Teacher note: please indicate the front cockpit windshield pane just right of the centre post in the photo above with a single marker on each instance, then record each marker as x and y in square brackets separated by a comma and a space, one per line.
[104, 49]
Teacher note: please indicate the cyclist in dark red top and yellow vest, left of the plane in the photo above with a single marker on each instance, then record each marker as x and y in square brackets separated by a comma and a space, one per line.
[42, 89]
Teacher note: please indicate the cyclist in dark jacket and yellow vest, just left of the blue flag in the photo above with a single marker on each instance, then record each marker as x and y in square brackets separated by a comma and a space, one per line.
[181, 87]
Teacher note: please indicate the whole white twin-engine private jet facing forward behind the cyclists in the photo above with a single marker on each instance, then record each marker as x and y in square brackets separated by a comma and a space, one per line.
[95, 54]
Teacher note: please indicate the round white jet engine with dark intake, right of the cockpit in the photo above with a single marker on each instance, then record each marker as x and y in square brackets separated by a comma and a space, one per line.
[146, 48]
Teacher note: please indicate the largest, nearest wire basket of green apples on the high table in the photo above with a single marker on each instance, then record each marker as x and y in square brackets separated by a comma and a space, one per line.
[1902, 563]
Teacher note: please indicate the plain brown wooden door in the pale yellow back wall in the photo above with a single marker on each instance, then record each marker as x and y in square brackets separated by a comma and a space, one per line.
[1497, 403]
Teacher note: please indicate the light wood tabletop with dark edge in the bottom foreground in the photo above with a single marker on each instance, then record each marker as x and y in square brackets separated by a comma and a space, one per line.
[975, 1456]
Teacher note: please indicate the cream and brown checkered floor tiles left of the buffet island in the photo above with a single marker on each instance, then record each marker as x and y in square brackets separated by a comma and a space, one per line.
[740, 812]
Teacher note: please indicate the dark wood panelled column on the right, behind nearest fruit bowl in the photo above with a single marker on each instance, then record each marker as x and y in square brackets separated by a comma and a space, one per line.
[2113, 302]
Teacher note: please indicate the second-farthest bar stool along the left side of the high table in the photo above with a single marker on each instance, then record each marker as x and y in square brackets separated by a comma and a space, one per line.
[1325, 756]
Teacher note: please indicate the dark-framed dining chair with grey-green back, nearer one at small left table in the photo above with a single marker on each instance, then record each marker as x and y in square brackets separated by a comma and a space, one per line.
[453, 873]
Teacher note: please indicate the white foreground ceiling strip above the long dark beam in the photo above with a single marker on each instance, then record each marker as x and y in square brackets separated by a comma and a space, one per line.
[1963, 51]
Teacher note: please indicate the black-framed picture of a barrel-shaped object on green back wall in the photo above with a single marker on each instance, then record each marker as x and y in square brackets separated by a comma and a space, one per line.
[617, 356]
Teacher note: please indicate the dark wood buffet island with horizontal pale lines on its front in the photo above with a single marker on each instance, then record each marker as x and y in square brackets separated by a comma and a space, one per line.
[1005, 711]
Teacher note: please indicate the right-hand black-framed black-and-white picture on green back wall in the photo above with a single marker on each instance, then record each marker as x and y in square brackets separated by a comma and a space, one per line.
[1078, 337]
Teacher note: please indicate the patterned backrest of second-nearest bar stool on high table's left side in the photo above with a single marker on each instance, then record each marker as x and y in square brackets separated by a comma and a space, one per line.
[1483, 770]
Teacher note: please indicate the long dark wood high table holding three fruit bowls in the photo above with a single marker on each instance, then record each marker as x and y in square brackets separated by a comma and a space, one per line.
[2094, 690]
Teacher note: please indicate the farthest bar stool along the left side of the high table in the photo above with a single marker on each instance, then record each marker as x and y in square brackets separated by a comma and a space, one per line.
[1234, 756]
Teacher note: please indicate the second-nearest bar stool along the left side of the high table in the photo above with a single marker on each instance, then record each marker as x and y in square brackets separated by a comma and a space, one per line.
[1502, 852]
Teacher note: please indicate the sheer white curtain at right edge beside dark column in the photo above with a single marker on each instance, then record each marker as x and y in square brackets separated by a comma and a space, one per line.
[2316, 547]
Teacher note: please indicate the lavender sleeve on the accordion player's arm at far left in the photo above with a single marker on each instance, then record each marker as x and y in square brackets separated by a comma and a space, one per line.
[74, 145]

=======

__EXERCISE__
The answer is all of the material, given again exactly.

__RESULT__
Teacher note: please indicate the front cockpit windshield pane just right of the centre post in the photo above with a single marker on each instance, then record each marker as x and y in square brackets separated by a comma and a space, one per line.
[104, 49]
Teacher note: please indicate the cyclist in dark red top and yellow vest, left of the plane in the photo above with a single marker on each instance, then record each marker as x and y in square brackets separated by a comma and a space, one per line.
[42, 89]
Teacher note: please indicate the cyclist in dark jacket and yellow vest, just left of the blue flag in the photo above with a single marker on each instance, then record each marker as x and y in square brackets separated by a comma and a space, one per line.
[181, 87]
Teacher note: please indicate the whole white twin-engine private jet facing forward behind the cyclists in the photo above with a single marker on each instance, then record each marker as x and y in square brackets separated by a comma and a space, one per line.
[95, 54]
Teacher note: please indicate the round white jet engine with dark intake, right of the cockpit in the photo above with a single marker on each instance, then record each marker as x and y in square brackets separated by a comma and a space, one per line.
[146, 48]
Teacher note: please indicate the largest, nearest wire basket of green apples on the high table in the photo above with a single marker on each instance, then record each marker as x and y in square brackets separated by a comma and a space, one per line.
[1902, 563]
Teacher note: please indicate the plain brown wooden door in the pale yellow back wall in the photo above with a single marker on each instance, then record each marker as x and y in square brackets separated by a comma and a space, one per line.
[1497, 403]
Teacher note: please indicate the light wood tabletop with dark edge in the bottom foreground in the photo above with a single marker on each instance, then record each marker as x and y in square brackets separated by a comma and a space, one per line.
[975, 1456]
Teacher note: please indicate the cream and brown checkered floor tiles left of the buffet island in the photo above with a single marker on each instance, then record each marker as x and y in square brackets separated by a comma and a space, one per line.
[740, 812]
Teacher note: please indicate the dark wood panelled column on the right, behind nearest fruit bowl in the photo above with a single marker on each instance, then record each marker as x and y in square brackets separated by a comma and a space, one per line.
[2113, 302]
Teacher note: please indicate the second-farthest bar stool along the left side of the high table in the photo above with a single marker on each instance, then record each marker as x and y in square brackets separated by a comma and a space, one per line.
[1325, 756]
Teacher note: please indicate the dark-framed dining chair with grey-green back, nearer one at small left table in the photo above with a single marker on each instance, then record each marker as x and y in square brackets separated by a comma and a space, one per line.
[453, 873]
Teacher note: please indicate the white foreground ceiling strip above the long dark beam in the photo above with a single marker on each instance, then record each marker as x and y in square brackets separated by a comma and a space, one per line.
[1963, 51]
Teacher note: please indicate the black-framed picture of a barrel-shaped object on green back wall in the photo above with a single marker on each instance, then record each marker as x and y in square brackets separated by a comma and a space, one per line.
[617, 356]
Teacher note: please indicate the dark wood buffet island with horizontal pale lines on its front in the photo above with a single marker on each instance, then record each marker as x and y in square brackets separated by a comma and a space, one per line.
[1005, 711]
Teacher note: please indicate the right-hand black-framed black-and-white picture on green back wall in the photo above with a single marker on each instance, then record each marker as x and y in square brackets separated by a comma and a space, one per line.
[1078, 337]
Teacher note: please indicate the patterned backrest of second-nearest bar stool on high table's left side in the photo above with a single marker on each instance, then record each marker as x and y in square brackets separated by a comma and a space, one per line.
[1483, 770]
Teacher note: please indicate the long dark wood high table holding three fruit bowls in the photo above with a single marker on each instance, then record each marker as x and y in square brackets separated by a comma and a space, one per line.
[2094, 690]
Teacher note: please indicate the farthest bar stool along the left side of the high table in the photo above with a single marker on each instance, then record each marker as x and y in square brackets separated by a comma and a space, one per line.
[1234, 756]
Teacher note: please indicate the second-nearest bar stool along the left side of the high table in the photo above with a single marker on each instance, then record each marker as x and y in square brackets separated by a comma and a space, one per line.
[1502, 852]
Teacher note: please indicate the sheer white curtain at right edge beside dark column in the photo above with a single marker on each instance, then record each marker as x and y in square brackets separated by a comma and a space, one per line.
[2316, 547]
Teacher note: please indicate the lavender sleeve on the accordion player's arm at far left in the photo above with a single marker on each instance, then record each marker as x and y in square brackets separated by a comma and a space, one per line.
[74, 145]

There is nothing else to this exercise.